### Region pointing data
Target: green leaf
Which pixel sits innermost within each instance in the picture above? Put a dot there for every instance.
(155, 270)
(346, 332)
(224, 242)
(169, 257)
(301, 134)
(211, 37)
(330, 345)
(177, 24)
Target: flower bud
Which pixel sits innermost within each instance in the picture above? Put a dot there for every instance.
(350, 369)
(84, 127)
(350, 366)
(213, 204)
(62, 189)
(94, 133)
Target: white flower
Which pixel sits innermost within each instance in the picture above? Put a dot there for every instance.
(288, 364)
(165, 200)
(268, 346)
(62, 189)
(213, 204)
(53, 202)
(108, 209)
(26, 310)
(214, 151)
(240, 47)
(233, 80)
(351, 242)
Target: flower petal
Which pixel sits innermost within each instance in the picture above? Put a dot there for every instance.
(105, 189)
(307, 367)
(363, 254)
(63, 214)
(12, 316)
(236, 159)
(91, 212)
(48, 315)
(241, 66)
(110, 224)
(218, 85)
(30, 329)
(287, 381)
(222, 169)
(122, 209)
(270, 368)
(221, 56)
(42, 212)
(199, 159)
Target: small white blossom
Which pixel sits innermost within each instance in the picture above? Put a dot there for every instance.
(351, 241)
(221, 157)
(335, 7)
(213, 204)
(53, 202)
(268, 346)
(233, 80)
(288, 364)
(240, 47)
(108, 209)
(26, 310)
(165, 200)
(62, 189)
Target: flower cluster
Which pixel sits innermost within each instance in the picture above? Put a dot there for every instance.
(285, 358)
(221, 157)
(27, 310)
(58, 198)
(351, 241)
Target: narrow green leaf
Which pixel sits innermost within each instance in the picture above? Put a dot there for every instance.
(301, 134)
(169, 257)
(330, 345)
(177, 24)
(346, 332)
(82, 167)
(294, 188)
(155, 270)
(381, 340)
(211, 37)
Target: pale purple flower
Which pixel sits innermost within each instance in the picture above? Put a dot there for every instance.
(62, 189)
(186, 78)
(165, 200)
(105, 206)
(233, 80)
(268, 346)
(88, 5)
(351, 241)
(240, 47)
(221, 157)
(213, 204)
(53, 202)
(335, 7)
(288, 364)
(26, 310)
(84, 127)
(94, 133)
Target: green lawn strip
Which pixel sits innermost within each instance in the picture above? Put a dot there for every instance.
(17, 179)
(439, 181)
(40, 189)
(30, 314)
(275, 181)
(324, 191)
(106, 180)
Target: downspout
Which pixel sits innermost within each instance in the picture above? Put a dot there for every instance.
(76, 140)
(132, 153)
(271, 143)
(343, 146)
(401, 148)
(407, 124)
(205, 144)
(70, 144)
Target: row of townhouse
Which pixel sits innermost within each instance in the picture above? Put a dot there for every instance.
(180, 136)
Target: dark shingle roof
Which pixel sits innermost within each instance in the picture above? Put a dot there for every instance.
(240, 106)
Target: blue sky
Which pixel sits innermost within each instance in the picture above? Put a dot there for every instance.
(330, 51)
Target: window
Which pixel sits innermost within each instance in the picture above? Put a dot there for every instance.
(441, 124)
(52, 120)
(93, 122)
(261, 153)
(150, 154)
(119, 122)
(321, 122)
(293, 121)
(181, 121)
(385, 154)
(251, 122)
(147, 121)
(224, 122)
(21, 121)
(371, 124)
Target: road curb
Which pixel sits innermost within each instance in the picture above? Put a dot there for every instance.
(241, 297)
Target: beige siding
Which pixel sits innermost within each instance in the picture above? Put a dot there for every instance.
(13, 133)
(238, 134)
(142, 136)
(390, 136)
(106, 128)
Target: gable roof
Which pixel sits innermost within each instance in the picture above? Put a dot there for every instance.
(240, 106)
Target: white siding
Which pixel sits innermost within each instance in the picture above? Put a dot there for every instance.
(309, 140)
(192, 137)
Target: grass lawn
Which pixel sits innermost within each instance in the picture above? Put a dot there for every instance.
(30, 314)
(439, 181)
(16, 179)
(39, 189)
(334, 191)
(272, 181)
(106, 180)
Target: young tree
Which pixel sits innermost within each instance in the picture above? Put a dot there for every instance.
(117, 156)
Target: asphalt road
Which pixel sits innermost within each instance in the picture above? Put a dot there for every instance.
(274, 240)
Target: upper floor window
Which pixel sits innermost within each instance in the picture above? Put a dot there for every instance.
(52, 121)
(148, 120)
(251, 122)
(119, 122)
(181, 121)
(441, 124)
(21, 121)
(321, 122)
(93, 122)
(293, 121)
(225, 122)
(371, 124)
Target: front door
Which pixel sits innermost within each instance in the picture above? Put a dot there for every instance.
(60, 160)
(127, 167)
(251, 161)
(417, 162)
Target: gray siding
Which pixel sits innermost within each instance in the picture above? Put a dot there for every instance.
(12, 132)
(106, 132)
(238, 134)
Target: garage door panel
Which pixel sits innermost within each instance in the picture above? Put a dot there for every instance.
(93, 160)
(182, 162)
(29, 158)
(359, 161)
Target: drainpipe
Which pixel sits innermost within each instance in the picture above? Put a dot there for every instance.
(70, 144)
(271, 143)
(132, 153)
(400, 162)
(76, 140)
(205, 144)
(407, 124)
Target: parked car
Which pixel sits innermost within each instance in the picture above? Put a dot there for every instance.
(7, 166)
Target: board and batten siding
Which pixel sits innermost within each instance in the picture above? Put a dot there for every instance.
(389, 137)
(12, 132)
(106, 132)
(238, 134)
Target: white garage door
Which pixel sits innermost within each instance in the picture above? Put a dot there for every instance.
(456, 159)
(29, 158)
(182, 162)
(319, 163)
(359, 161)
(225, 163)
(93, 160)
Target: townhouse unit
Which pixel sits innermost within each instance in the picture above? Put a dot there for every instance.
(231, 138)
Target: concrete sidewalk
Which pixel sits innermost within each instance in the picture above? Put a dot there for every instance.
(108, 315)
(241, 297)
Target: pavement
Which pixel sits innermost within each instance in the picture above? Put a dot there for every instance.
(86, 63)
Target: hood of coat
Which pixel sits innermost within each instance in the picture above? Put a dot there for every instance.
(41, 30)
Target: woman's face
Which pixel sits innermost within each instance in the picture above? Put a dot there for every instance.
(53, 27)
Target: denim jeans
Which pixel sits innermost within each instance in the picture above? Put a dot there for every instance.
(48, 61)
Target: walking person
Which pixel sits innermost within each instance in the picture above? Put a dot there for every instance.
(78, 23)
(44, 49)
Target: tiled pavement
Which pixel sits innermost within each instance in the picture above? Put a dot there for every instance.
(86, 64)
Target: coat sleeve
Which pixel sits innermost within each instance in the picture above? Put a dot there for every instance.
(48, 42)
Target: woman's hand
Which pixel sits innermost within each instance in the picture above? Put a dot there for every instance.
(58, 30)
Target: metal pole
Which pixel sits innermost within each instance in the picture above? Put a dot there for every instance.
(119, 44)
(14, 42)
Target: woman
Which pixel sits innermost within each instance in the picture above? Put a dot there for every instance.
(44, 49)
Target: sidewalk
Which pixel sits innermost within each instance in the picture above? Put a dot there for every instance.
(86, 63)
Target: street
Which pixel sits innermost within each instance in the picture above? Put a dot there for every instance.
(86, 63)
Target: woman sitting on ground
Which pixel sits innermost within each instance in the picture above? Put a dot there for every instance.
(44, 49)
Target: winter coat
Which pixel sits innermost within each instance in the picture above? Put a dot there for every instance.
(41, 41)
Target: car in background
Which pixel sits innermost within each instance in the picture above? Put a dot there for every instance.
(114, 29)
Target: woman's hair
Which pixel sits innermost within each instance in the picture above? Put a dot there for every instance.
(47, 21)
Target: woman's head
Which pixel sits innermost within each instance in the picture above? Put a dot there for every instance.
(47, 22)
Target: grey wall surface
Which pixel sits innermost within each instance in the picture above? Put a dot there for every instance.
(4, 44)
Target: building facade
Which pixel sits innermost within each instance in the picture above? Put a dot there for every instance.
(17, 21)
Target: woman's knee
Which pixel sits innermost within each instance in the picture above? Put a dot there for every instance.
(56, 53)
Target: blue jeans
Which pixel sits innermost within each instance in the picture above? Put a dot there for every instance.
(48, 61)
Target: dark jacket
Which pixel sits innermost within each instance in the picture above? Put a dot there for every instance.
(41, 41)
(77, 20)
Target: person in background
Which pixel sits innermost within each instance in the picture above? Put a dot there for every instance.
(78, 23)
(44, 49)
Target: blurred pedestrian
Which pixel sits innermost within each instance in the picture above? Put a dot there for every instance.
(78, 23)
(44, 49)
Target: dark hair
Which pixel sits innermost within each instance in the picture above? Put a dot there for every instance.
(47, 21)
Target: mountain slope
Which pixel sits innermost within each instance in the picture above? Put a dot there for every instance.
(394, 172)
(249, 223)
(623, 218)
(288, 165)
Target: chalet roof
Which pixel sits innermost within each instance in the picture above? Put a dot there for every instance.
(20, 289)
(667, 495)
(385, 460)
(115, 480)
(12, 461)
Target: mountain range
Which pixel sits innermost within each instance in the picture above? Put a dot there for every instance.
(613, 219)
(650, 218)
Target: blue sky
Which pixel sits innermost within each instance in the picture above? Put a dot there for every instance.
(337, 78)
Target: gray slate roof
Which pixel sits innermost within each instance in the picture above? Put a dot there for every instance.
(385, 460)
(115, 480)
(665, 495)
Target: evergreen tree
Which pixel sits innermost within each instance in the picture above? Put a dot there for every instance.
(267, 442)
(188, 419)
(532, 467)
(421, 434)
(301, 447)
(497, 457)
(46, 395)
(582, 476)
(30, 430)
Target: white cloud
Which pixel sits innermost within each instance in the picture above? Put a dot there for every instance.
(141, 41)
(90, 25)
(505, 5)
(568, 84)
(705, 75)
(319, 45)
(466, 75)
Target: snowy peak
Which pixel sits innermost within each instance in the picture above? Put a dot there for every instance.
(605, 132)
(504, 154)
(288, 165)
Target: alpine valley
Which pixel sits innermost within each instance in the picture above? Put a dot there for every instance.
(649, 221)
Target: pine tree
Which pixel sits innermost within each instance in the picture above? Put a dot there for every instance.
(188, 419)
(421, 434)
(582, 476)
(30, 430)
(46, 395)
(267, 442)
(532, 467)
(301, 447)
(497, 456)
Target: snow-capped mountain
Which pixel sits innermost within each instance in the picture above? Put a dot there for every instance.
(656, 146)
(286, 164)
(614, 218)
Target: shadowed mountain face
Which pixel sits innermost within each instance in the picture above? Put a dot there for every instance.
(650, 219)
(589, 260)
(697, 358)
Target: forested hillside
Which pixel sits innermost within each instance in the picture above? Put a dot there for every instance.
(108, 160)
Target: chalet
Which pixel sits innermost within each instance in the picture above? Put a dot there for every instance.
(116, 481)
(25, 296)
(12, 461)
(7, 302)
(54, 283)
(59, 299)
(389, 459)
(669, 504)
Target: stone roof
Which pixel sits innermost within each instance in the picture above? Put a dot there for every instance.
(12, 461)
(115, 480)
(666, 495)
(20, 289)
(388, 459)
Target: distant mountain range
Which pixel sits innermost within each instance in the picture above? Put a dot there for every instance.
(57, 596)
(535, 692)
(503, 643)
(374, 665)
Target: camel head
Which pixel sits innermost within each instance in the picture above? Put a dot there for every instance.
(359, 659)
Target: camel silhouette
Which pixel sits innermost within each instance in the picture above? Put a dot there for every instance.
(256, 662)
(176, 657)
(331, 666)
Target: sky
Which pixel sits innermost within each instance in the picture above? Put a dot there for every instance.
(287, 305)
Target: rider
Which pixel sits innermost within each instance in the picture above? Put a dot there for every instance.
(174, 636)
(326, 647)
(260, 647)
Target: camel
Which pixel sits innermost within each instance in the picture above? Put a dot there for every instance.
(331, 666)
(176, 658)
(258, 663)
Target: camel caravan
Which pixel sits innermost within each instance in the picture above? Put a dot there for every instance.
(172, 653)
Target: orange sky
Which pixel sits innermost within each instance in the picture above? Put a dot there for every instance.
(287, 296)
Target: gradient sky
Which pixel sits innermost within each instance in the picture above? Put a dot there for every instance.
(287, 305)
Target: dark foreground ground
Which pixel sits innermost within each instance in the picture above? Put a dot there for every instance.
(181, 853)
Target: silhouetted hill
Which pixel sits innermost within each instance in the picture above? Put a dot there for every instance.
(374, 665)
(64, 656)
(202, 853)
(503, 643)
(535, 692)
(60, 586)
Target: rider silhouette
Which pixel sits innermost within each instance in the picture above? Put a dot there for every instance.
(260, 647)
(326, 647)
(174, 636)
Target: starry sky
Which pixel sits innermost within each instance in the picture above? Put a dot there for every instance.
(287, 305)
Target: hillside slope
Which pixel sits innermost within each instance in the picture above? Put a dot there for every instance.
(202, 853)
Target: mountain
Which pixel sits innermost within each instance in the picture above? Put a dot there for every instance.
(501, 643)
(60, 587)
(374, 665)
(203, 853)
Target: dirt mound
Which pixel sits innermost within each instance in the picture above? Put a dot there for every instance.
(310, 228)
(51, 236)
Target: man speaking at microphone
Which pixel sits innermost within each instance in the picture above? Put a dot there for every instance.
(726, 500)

### Exercise
Out of the data above, give again only the lines starting at the one holding "Target: street" and ending at the one holding "Target: woman's hair", unchanged.

### Answer space
Target: street
Which pixel sits innermost within each instance in the picture above? Put a dot there for every instance.
(86, 63)
Target: woman sitting on ground
Which pixel sits innermost within each instance in the picture above? Put a dot there for every instance.
(44, 49)
Target: winter coat
Which pixel sits innermost within each instance in the picture above? Put a dot there for every instance.
(41, 41)
Target: car in background
Which pixel sits innermost within each instance in the picture above? Put a dot there for every instance.
(114, 29)
Target: woman's hair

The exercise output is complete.